[SOURCE]
[Begin]

Re: Announcement: Alert Verification for Snort

From: Martin Roesch <roesch_at_sourcefire.com>
Date: Thu, 23 Oct 2003 21:46:57 -0400

Hi Aaron,

I've been calling the "real attack, not vulnerable" detection case
"nontextuals" lately which is the one word way of saying "it was a real
attack that was contextually irrelevant against the target due to lack
of a suitable vulnerability existing on that target". :)

I've been calling them that for a few months now, people seem to get it
but maybe people at large on the focus-ids list and in industry won't
want to adopt it since I'm "a vendor" these days. I guess we'll see.

      -Marty

On Oct 23, 2003, at 5:58 AM, Aaron Temin wrote:

> Marty,
>
> Thanks for laying out all eight possibilities (your numbers 3 and 6
> each
> representing two each). I have seen a lot of text written to this list
> trying to get at the difference between an attack one cares about and
> an
> attack one doesn't care about. I agree that the latter is still an
> attack, it's "ineffective" or something, but it's impact on a given
> network is different than it's intent (which is to attack).

[End]

[SHORT PROBLEM A]
In the Snort alert verification email, what one-word term has the writer been using for a real attack that can't harm its target because the target lacks the vulnerability?
[SHORT PROBLEM B]
Carry on the Snort alert verification email from the point where it stops.
The records after this point have nothing to do with the Snort email.

[MATERIAL]

[Begin]

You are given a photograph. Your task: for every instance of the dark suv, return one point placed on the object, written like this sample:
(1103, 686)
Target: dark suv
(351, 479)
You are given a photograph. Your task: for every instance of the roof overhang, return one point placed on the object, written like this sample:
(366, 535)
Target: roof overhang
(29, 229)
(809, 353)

[End]
[Begin]

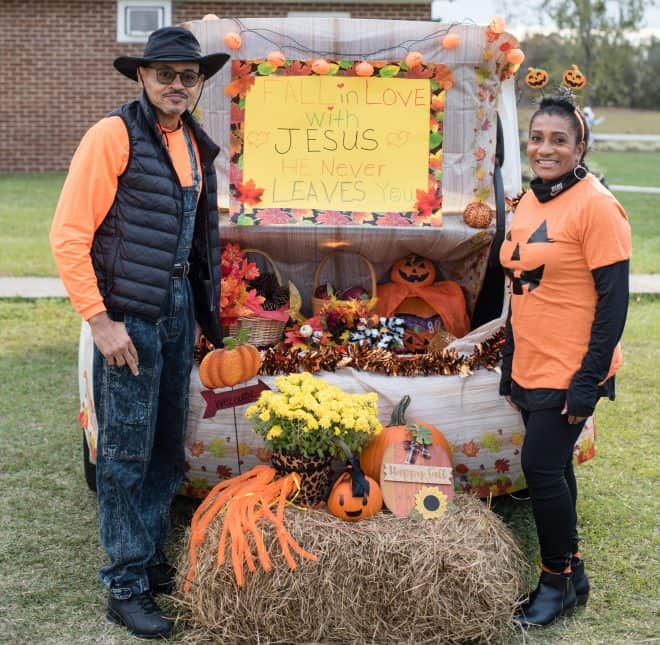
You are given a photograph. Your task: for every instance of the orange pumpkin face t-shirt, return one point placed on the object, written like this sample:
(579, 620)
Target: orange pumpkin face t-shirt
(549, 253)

[End]

[FINAL RESULT A]
Nontextuals.

[FINAL RESULT B]
>
> Would you care to suggest a succinct way (word or phrase) we can agree
> to use to describe a true but ineffective attack? (They are two
> different dimensions, and perhaps explicitly giving a new name here
> would help get over the red herring of whether an attack that has no
> impact is an attack.)
>
> Thanks,
>
> Aaron
>
> Aaron Temin
> Ringneck Technologies
>
> On Wed, 2003-10-22 at 23:22, Martin Roesch wrote:
>> Hi Chris,
>>
>> Just to make a point of semantics, I'd like to comment on the "reduce
>> the large number of false positives produced by intrusion detection
>> systems such as Snort" quote from your post.
>>
>> I spent some time a couple months ago talking about the misconceptions
>> of "false positives" in Snort on this very list and I think there's a
>> valid point to be made here. Let me enumerate the cases you can have
>> as I see it:
>>
>> 1) Detect, Attack Present, Vulnerable: True Positive
>> 2) Detect, Attack Present, Not Vulnerable: Nontextual (i.e. detect
>> requiring contextual data to resolve)
>> 3) Detect, No Attack, [vuln|not vuln]: false positive
>> 4) No Detect, Attack Present, Vulnerable: False Negative
>> 5) No Detect, Attack Present, Not Vulnerable: ?
>> 6) No Detect, No Attack, [vuln|not vuln]: Don't care (true negative?)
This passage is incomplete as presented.